** start of Material provided **

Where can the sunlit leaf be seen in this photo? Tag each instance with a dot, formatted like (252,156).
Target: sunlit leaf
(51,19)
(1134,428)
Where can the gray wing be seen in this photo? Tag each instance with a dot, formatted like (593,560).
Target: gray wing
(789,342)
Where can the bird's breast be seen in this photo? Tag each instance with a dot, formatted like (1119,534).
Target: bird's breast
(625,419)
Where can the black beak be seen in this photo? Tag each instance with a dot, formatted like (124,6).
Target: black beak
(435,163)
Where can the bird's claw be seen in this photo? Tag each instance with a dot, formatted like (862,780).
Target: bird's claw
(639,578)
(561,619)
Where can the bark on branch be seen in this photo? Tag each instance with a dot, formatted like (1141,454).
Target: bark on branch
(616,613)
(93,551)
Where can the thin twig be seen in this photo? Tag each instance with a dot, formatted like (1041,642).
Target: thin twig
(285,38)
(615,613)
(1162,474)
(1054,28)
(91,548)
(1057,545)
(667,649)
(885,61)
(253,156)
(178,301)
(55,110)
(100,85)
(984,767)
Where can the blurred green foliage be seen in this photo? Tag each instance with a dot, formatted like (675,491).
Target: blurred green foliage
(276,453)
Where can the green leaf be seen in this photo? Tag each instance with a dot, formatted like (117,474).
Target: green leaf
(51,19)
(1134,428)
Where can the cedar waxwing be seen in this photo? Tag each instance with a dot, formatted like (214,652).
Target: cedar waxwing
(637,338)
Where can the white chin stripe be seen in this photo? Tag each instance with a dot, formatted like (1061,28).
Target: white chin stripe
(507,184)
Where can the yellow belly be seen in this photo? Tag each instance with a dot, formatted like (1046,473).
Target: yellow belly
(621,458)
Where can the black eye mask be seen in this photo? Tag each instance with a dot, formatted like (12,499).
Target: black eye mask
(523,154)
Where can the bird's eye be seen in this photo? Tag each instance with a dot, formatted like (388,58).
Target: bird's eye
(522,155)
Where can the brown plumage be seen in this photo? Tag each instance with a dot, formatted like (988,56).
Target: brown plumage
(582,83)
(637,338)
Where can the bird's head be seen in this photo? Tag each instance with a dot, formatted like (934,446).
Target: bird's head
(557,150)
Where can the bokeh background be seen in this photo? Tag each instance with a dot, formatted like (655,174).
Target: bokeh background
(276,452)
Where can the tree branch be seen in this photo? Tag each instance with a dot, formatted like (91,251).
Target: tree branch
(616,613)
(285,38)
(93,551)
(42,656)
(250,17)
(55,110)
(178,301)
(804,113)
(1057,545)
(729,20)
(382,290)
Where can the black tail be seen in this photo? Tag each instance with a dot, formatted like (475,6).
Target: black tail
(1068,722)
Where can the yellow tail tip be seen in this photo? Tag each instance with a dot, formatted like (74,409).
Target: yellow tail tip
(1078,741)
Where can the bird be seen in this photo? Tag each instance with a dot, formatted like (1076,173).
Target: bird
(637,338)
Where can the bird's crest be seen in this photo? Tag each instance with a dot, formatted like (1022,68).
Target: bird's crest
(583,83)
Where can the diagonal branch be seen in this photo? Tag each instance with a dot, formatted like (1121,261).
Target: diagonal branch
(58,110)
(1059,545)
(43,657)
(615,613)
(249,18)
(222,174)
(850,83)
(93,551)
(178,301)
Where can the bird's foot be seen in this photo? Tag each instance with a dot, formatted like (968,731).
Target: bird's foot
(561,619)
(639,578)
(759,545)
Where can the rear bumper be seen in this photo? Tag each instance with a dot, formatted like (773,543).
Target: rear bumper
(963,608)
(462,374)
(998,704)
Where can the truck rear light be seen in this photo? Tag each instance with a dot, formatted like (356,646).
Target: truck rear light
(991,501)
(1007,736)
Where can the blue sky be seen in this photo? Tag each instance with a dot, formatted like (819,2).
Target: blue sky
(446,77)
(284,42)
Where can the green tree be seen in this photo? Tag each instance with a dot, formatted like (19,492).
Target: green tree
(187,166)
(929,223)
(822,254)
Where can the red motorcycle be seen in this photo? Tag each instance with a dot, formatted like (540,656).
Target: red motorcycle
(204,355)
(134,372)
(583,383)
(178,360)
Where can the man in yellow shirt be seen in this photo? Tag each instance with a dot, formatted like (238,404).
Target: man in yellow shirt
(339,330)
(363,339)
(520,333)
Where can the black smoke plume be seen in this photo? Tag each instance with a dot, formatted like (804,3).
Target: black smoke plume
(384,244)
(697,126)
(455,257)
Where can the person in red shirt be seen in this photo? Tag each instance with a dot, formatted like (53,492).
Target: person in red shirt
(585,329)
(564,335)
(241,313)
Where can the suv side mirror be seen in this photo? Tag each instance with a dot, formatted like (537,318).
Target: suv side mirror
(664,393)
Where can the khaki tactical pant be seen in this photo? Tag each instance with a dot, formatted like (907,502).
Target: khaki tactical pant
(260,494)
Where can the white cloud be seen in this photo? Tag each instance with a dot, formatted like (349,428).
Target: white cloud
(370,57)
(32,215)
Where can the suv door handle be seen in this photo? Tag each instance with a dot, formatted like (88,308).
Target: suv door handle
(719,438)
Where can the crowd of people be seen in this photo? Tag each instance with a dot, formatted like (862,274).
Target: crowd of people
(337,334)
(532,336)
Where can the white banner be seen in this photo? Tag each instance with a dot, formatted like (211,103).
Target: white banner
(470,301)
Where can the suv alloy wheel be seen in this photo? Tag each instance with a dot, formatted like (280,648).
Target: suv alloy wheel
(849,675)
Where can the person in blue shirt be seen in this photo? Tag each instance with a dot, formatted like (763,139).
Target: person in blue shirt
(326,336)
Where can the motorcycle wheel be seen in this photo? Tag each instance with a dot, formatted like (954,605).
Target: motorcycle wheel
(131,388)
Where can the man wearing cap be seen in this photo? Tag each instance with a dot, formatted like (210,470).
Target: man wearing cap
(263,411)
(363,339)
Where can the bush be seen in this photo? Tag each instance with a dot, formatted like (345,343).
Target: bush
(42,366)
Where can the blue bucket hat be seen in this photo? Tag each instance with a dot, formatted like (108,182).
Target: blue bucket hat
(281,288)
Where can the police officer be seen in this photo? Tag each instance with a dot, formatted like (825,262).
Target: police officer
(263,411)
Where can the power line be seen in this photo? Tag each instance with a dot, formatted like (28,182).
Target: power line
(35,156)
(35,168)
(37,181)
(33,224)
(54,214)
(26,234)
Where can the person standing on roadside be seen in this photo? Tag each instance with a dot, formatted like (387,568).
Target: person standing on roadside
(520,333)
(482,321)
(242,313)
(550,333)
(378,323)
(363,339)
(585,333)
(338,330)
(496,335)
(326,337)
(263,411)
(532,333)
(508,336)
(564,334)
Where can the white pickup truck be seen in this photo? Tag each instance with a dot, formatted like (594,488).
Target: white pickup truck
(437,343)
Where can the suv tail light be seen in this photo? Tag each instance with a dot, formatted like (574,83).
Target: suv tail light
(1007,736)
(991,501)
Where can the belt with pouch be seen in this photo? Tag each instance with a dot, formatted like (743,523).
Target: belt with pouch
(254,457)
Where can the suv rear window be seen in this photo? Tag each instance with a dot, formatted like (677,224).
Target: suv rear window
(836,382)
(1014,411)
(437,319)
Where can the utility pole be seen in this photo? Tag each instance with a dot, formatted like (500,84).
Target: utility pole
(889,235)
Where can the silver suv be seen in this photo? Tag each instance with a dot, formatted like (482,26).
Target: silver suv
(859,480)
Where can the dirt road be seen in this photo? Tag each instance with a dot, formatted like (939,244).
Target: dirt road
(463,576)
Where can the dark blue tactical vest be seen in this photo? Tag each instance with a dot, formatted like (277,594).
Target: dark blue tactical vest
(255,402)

** end of Material provided **

Pull out the stretch of the data from the line containing "Where can the silver" through the end, and reproduce those lines word for word.

▸ Full output:
Where can the silver suv be seen in this photo? Tag each instance with a dot, formatted like (482,26).
Target: silver suv
(859,480)
Where can the dirt road be seen in this photo? Tag each instance with a dot, formatted like (939,244).
Target: dirt road
(463,576)
Where can the dark blue tactical vest be seen in this photo? Tag each instance with a dot, formatted like (277,594).
Target: dark blue tactical vest
(255,402)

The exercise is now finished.